### GIVEN PROBLEM
Copy the items below word for word, from the line containing "the river water" through the line containing "point(195, 150)", with both of those lines included.

### RECORDED DATA
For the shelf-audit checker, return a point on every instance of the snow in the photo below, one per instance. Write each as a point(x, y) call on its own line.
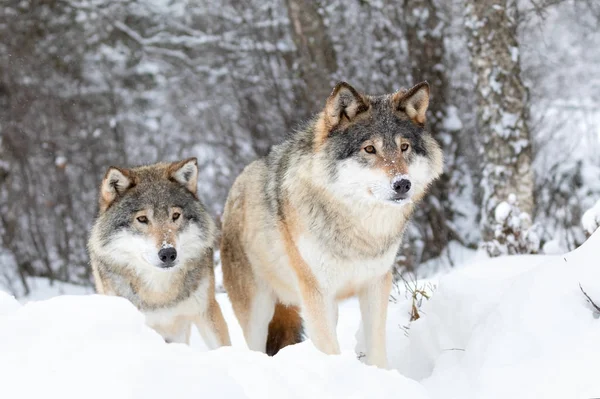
point(591, 218)
point(507, 327)
point(452, 121)
point(502, 212)
point(100, 347)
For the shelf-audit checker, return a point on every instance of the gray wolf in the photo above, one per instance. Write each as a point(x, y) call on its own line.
point(321, 217)
point(152, 243)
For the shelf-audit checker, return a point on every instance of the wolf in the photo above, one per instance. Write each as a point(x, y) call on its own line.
point(152, 243)
point(321, 218)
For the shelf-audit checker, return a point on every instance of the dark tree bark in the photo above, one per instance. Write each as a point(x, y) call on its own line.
point(316, 55)
point(502, 107)
point(425, 28)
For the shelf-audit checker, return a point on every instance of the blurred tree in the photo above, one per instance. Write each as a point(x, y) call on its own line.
point(502, 107)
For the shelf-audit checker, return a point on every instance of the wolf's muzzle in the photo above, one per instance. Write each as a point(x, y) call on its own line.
point(167, 256)
point(401, 187)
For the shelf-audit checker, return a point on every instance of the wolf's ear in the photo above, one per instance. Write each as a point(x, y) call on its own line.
point(413, 102)
point(186, 173)
point(344, 103)
point(116, 181)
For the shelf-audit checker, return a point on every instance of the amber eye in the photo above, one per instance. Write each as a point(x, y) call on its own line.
point(370, 149)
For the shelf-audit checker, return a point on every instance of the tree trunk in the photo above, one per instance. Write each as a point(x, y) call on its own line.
point(316, 55)
point(502, 108)
point(425, 30)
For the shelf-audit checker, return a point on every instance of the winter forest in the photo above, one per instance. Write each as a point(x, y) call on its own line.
point(85, 84)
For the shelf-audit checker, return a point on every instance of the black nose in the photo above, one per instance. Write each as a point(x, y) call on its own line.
point(167, 255)
point(401, 186)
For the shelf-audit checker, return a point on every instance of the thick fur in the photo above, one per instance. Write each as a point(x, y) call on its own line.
point(124, 252)
point(319, 220)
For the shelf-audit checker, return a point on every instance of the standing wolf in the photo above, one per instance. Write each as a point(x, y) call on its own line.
point(321, 218)
point(153, 244)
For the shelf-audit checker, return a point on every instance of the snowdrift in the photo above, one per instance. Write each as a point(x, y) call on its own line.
point(99, 347)
point(513, 327)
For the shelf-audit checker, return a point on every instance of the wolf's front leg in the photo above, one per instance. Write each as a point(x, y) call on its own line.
point(320, 314)
point(373, 300)
point(212, 326)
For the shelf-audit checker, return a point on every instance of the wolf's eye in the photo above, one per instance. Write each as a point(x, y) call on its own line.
point(370, 149)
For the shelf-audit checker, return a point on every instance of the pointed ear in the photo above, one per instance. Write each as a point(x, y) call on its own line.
point(186, 173)
point(116, 181)
point(344, 103)
point(413, 102)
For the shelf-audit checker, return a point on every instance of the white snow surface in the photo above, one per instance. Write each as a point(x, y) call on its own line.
point(509, 327)
point(591, 218)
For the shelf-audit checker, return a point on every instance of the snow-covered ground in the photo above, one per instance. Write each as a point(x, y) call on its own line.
point(512, 327)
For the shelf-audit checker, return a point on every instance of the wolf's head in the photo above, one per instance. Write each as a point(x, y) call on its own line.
point(376, 148)
point(150, 216)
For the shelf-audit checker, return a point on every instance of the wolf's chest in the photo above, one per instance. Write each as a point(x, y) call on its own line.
point(338, 273)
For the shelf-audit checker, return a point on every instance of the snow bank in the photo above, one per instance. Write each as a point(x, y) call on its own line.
point(591, 218)
point(512, 327)
point(99, 347)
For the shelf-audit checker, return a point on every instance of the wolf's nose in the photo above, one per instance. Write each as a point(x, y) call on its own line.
point(401, 186)
point(167, 255)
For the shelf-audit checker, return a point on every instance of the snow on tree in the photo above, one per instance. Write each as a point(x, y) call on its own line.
point(502, 108)
point(513, 231)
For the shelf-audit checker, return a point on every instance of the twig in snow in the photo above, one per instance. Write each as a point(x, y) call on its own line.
point(589, 299)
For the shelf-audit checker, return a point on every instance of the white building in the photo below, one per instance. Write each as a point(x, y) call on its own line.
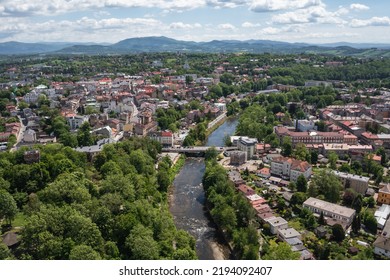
point(382, 243)
point(338, 213)
point(305, 125)
point(355, 182)
point(247, 145)
point(75, 121)
point(290, 168)
point(163, 137)
point(31, 97)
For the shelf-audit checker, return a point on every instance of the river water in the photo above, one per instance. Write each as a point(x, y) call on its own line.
point(187, 203)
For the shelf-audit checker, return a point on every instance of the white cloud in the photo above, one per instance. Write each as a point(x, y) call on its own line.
point(226, 3)
point(53, 7)
point(181, 25)
point(277, 5)
point(82, 30)
point(359, 7)
point(271, 31)
point(226, 26)
point(250, 25)
point(374, 21)
point(316, 14)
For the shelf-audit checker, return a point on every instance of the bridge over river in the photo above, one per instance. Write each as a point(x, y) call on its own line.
point(195, 150)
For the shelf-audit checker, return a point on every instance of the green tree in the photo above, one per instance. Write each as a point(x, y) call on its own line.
point(84, 252)
point(142, 245)
point(368, 219)
point(281, 251)
point(211, 153)
point(8, 207)
point(327, 184)
point(84, 136)
point(298, 198)
point(321, 219)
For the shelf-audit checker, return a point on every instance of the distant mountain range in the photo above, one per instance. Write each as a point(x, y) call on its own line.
point(164, 44)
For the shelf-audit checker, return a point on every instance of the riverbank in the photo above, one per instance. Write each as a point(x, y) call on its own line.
point(177, 165)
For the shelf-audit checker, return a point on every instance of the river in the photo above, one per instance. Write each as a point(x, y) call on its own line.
point(187, 202)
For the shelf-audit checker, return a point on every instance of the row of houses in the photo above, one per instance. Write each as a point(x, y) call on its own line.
point(278, 225)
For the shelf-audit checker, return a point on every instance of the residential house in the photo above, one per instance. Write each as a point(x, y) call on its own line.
point(290, 168)
point(76, 121)
point(247, 145)
point(29, 136)
point(305, 125)
point(339, 214)
point(384, 194)
point(382, 243)
point(315, 137)
point(276, 224)
point(237, 157)
point(382, 215)
point(290, 235)
point(356, 182)
point(163, 137)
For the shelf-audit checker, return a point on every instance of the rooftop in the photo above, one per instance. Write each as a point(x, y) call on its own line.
point(351, 176)
point(330, 207)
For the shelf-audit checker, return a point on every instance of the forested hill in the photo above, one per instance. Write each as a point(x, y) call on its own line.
point(113, 208)
point(164, 44)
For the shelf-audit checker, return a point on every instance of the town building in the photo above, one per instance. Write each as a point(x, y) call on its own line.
point(305, 125)
point(289, 168)
point(165, 138)
point(237, 157)
point(29, 136)
point(384, 194)
point(337, 213)
point(382, 243)
point(356, 182)
point(76, 121)
point(276, 224)
point(247, 145)
point(315, 137)
point(382, 215)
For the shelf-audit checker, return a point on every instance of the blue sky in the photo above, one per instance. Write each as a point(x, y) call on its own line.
point(312, 21)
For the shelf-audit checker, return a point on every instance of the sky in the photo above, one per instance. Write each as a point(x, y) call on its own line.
point(109, 21)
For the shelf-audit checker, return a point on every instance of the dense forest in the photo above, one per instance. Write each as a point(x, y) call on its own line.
point(114, 207)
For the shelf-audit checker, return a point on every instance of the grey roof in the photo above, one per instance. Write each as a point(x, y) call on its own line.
point(288, 233)
point(294, 241)
point(351, 176)
point(277, 221)
point(329, 207)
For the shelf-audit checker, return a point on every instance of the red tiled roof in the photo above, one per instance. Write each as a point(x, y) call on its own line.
point(246, 189)
point(166, 134)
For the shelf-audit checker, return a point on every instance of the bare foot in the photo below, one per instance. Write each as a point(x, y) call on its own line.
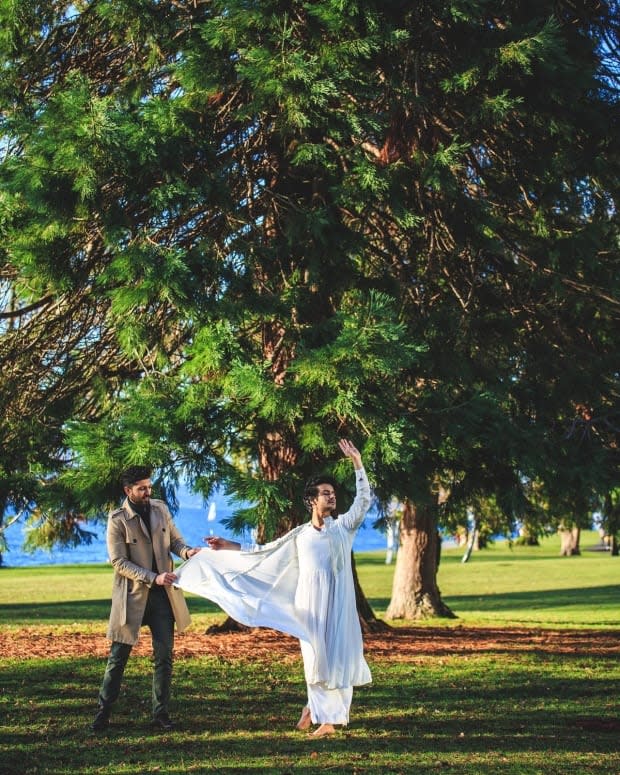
point(324, 730)
point(305, 720)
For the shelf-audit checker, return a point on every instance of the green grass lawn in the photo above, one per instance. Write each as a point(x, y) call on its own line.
point(490, 712)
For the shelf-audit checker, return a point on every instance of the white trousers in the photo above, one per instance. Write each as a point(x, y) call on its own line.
point(329, 706)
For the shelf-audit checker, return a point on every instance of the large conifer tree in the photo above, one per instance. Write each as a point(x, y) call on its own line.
point(270, 224)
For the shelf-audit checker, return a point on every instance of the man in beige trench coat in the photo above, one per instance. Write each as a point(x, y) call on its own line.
point(140, 537)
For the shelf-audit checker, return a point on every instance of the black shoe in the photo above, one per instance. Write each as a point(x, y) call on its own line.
point(101, 720)
point(163, 721)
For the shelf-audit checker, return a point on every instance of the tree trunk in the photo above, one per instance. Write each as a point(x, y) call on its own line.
point(415, 594)
point(569, 541)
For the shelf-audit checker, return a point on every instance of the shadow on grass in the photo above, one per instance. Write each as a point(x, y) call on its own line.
point(241, 719)
point(78, 610)
point(588, 597)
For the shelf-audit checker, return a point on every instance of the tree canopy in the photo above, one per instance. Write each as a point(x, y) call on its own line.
point(234, 231)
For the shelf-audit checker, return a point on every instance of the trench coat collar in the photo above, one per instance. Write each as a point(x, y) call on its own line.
point(131, 514)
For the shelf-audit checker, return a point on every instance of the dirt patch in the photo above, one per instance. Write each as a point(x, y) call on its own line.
point(405, 644)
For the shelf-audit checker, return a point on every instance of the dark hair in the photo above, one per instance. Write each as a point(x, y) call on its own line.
point(311, 489)
point(135, 474)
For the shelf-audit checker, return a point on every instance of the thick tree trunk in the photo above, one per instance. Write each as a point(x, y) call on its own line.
point(415, 594)
point(569, 541)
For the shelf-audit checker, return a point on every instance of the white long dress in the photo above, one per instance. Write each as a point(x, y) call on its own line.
point(301, 584)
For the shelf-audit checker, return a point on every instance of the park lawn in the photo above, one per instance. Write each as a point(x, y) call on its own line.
point(500, 586)
point(495, 711)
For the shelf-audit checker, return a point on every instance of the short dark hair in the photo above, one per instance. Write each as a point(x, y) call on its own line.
point(311, 488)
point(135, 474)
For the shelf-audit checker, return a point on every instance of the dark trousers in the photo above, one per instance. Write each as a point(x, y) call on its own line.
point(159, 618)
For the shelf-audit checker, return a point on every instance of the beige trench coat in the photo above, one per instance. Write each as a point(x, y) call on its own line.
point(130, 551)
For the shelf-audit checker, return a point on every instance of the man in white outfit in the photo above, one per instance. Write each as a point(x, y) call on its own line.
point(301, 584)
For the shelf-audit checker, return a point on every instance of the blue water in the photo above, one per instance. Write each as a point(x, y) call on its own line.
point(191, 519)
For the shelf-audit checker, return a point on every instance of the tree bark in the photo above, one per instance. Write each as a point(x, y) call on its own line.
point(415, 594)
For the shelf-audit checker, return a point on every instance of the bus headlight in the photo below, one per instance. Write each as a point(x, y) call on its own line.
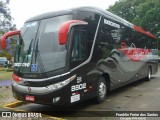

### RIGHT ANSWER
For the shelf-audit checker, return a point on every instance of the river water in the photo above, one per instance. Write each as a point(x, y) call on its own line.
point(187, 203)
For the shelf-audit checker, return a point on every instance of the white cloud in the photo above, one per instance. Write each as a point(x, y) call on its own line.
point(226, 3)
point(53, 7)
point(181, 25)
point(277, 5)
point(82, 30)
point(359, 7)
point(271, 31)
point(226, 26)
point(250, 25)
point(374, 21)
point(316, 14)
For the shelf-audit checker, return a point on every instance of the bridge over river in the photo above, one per instance. Write each as a point(x, y) call on its own line.
point(195, 150)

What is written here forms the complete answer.